(INSTRUCTION)
List every line of the items below that contains the word "head", copying each line in full. Case counts.

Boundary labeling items
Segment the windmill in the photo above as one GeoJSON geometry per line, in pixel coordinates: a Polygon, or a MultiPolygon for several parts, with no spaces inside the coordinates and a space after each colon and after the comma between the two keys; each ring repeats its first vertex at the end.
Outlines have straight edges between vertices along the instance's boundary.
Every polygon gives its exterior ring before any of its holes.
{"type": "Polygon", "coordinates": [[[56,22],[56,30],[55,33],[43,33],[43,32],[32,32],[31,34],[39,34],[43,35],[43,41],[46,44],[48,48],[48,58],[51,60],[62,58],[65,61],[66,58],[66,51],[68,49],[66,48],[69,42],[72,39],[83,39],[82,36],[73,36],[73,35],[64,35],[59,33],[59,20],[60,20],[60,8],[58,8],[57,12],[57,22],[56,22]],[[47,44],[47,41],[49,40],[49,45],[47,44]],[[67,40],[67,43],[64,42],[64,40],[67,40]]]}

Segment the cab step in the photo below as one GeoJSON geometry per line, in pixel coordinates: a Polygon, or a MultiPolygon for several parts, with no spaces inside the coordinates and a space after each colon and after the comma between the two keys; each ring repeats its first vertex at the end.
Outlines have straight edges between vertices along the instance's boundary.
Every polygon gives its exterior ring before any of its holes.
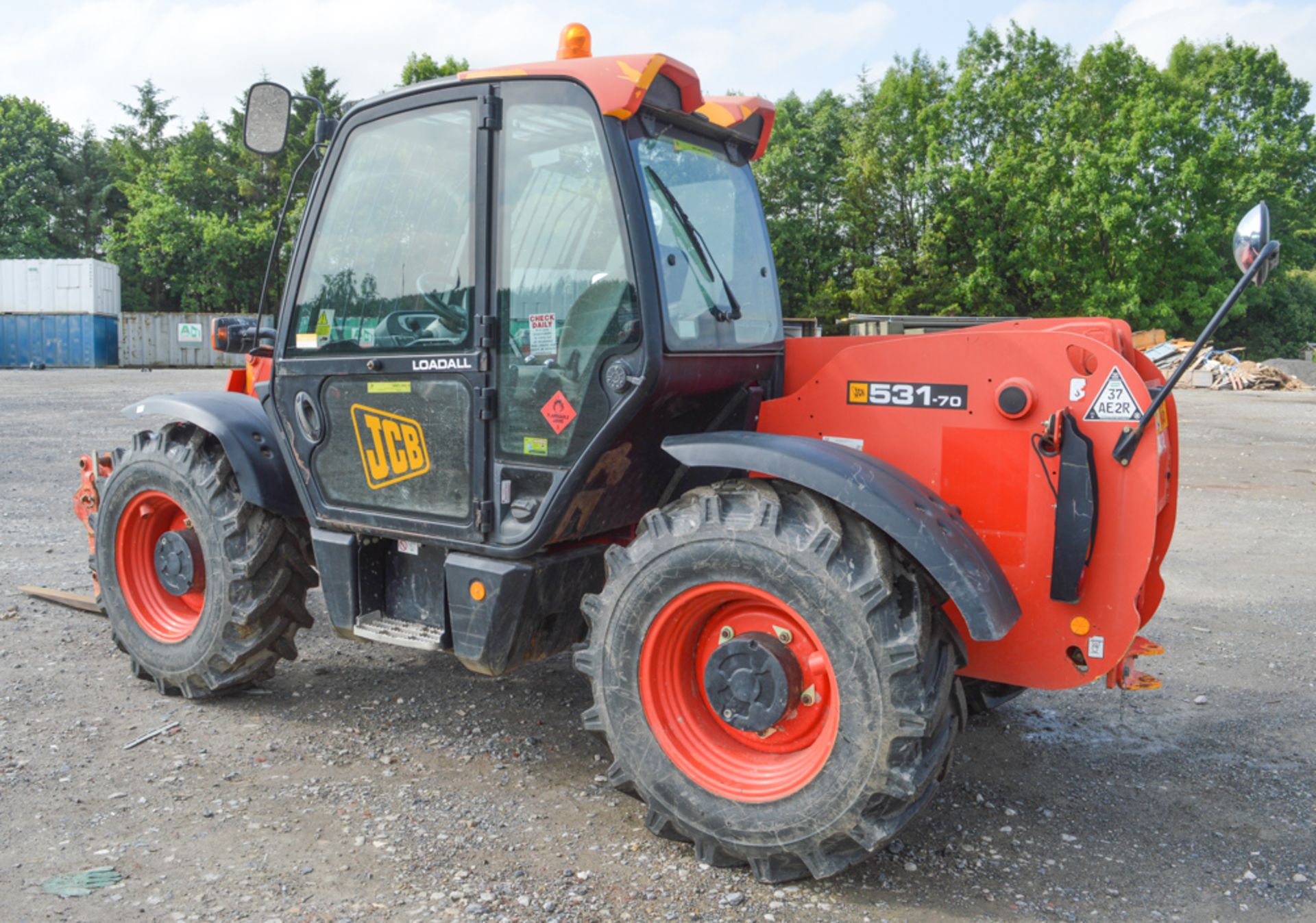
{"type": "Polygon", "coordinates": [[[382,644],[397,644],[399,647],[413,647],[417,651],[438,651],[443,647],[443,630],[421,622],[404,622],[397,618],[388,618],[379,613],[361,615],[353,628],[357,638],[379,642],[382,644]]]}

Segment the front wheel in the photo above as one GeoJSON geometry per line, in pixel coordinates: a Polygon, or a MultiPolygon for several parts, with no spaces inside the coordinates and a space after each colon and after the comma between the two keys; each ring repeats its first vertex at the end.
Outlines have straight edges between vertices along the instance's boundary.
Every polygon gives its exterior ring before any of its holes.
{"type": "Polygon", "coordinates": [[[134,676],[200,698],[297,656],[317,582],[305,526],[246,502],[205,430],[170,423],[117,450],[95,527],[105,614],[134,676]]]}
{"type": "Polygon", "coordinates": [[[608,552],[575,656],[646,824],[762,881],[836,874],[932,798],[958,636],[870,523],[782,481],[700,488],[608,552]]]}

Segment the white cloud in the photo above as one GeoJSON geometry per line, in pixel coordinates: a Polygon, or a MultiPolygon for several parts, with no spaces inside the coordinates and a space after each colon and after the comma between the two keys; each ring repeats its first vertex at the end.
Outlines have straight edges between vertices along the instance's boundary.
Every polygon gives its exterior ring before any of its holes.
{"type": "Polygon", "coordinates": [[[1073,0],[1024,0],[1004,16],[992,20],[996,30],[1004,30],[1011,21],[1037,34],[1070,43],[1082,53],[1086,39],[1104,25],[1108,9],[1100,3],[1074,3],[1073,0]]]}
{"type": "MultiPolygon", "coordinates": [[[[8,16],[0,0],[0,16],[8,16]]],[[[491,67],[551,58],[558,30],[580,20],[596,54],[663,51],[694,66],[708,92],[779,96],[816,92],[853,75],[895,17],[886,3],[844,9],[709,0],[621,8],[586,0],[459,4],[443,0],[80,0],[24,4],[0,33],[0,88],[32,96],[75,125],[104,131],[122,121],[146,78],[191,120],[226,116],[267,74],[296,85],[311,64],[340,78],[354,99],[392,87],[409,51],[466,57],[491,67]],[[41,13],[33,12],[33,7],[41,13]],[[637,25],[640,24],[640,25],[637,25]]],[[[17,11],[16,11],[17,12],[17,11]]]]}

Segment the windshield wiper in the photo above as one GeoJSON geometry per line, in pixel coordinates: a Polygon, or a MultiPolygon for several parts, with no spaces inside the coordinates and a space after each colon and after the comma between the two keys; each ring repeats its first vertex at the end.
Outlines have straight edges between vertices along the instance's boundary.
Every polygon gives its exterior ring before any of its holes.
{"type": "Polygon", "coordinates": [[[686,231],[686,237],[688,237],[690,242],[695,245],[695,255],[699,256],[699,262],[704,264],[704,272],[709,276],[716,275],[722,283],[722,289],[726,292],[726,304],[730,305],[732,310],[728,314],[717,305],[712,305],[708,312],[719,321],[738,321],[741,318],[740,301],[736,298],[736,292],[732,291],[732,284],[726,281],[726,273],[722,272],[722,268],[717,266],[717,260],[713,259],[713,251],[704,239],[704,235],[699,233],[697,227],[695,227],[695,222],[690,220],[690,216],[686,214],[686,209],[680,206],[680,202],[676,201],[676,196],[672,195],[671,189],[667,188],[667,184],[662,181],[662,178],[658,176],[654,168],[645,167],[645,175],[653,180],[658,192],[661,192],[662,197],[667,200],[669,205],[671,205],[671,210],[676,213],[676,217],[680,220],[680,226],[686,231]]]}

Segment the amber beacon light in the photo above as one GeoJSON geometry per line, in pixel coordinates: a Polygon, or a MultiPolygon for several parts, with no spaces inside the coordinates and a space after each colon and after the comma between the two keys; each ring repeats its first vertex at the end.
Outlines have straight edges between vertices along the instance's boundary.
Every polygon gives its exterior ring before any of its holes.
{"type": "Polygon", "coordinates": [[[558,60],[590,57],[590,30],[580,22],[569,22],[558,36],[558,60]]]}

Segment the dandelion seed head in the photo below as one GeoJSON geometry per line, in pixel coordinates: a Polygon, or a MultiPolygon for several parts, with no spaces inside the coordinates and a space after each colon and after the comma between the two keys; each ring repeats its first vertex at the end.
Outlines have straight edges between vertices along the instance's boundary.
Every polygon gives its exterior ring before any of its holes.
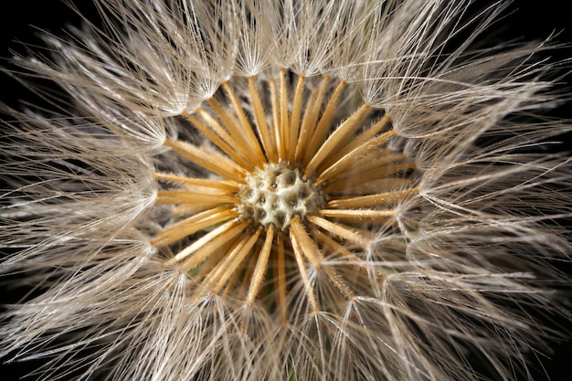
{"type": "Polygon", "coordinates": [[[535,116],[546,45],[473,48],[504,3],[96,5],[104,27],[16,62],[64,96],[4,122],[0,270],[38,295],[0,356],[49,357],[47,379],[512,381],[546,348],[528,309],[562,312],[572,170],[530,150],[571,128],[535,116]]]}

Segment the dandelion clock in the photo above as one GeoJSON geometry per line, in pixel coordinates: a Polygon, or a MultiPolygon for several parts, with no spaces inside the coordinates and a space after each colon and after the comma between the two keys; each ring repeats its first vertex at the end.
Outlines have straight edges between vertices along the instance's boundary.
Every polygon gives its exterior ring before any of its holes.
{"type": "Polygon", "coordinates": [[[568,319],[572,125],[509,5],[95,0],[41,32],[5,69],[37,101],[3,106],[3,361],[533,379],[568,319]]]}

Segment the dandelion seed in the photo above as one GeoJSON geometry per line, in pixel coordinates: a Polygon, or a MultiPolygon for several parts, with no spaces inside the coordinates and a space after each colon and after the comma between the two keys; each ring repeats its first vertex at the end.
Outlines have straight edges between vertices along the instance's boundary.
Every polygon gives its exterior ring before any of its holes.
{"type": "Polygon", "coordinates": [[[524,149],[570,125],[534,116],[558,101],[546,47],[474,48],[503,4],[95,4],[103,28],[17,60],[73,107],[7,111],[1,266],[39,293],[1,356],[42,379],[526,376],[556,333],[529,312],[566,315],[546,282],[572,197],[569,158],[524,149]]]}

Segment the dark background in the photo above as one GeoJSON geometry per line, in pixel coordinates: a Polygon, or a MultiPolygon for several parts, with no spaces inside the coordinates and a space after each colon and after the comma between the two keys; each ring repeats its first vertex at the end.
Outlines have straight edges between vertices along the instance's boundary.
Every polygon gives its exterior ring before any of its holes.
{"type": "MultiPolygon", "coordinates": [[[[74,1],[83,14],[90,19],[97,19],[97,12],[90,0],[74,1]]],[[[556,41],[572,43],[572,17],[567,10],[567,1],[563,0],[531,0],[514,1],[510,13],[504,20],[498,23],[498,34],[506,37],[507,39],[522,38],[523,40],[544,39],[552,33],[559,33],[556,41]]],[[[0,59],[5,59],[12,56],[11,50],[24,52],[18,41],[27,44],[41,44],[37,38],[38,29],[44,29],[56,35],[63,36],[63,28],[66,25],[79,26],[80,17],[66,6],[59,0],[10,0],[3,2],[0,12],[0,59]],[[10,8],[7,8],[7,5],[10,8]]],[[[572,48],[564,48],[551,54],[554,59],[570,59],[572,48]]],[[[1,61],[0,66],[6,66],[5,61],[1,61]]],[[[572,62],[570,65],[572,67],[572,62]]],[[[568,75],[560,88],[564,90],[572,84],[568,75]]],[[[2,91],[1,101],[13,107],[17,107],[19,100],[33,99],[24,87],[18,85],[13,79],[0,74],[0,89],[2,91]]],[[[571,91],[567,90],[568,94],[571,91]]],[[[564,105],[555,110],[552,114],[558,117],[572,118],[572,103],[564,105]]],[[[572,150],[572,138],[568,134],[565,137],[562,147],[565,150],[572,150]]],[[[571,267],[563,269],[572,273],[571,267]]],[[[6,294],[6,291],[0,289],[0,301],[5,302],[15,301],[16,295],[6,294]]],[[[561,322],[563,330],[572,334],[572,324],[568,322],[561,322]]],[[[569,381],[572,379],[572,342],[556,343],[553,345],[555,354],[551,358],[544,358],[541,365],[533,369],[535,381],[569,381]],[[544,367],[544,370],[543,370],[544,367]],[[544,375],[548,375],[549,378],[544,375]]],[[[0,379],[10,381],[18,379],[26,371],[35,367],[34,362],[0,365],[0,379]]],[[[33,379],[33,378],[32,378],[33,379]]],[[[175,381],[175,380],[174,380],[175,381]]],[[[179,381],[179,380],[177,380],[179,381]]],[[[181,380],[184,381],[184,380],[181,380]]],[[[436,380],[446,381],[446,380],[436,380]]]]}

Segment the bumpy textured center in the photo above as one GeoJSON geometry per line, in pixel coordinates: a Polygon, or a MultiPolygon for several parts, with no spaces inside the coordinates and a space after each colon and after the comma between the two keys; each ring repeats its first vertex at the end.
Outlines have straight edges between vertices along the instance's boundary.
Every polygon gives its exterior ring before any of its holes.
{"type": "Polygon", "coordinates": [[[268,228],[287,230],[291,219],[314,214],[323,199],[313,183],[284,163],[269,164],[247,177],[238,207],[243,220],[252,219],[268,228]]]}

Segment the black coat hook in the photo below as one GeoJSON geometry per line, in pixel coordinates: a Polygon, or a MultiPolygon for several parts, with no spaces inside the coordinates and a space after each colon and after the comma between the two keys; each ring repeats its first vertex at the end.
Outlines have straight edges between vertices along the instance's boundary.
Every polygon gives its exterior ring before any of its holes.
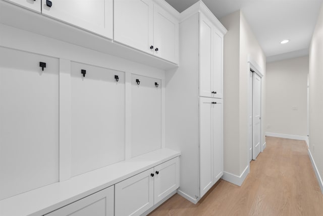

(THE SOLUTION)
Segment the dandelion seed head in the photo below as one GeoJSON geometry per line, in pixel coordinates: a Polygon, or a MultiPolygon for several parts, with no spaces inside the coordinates and a space after each colon and after the comma between the two keys; each ring repeats its first vertex at the end.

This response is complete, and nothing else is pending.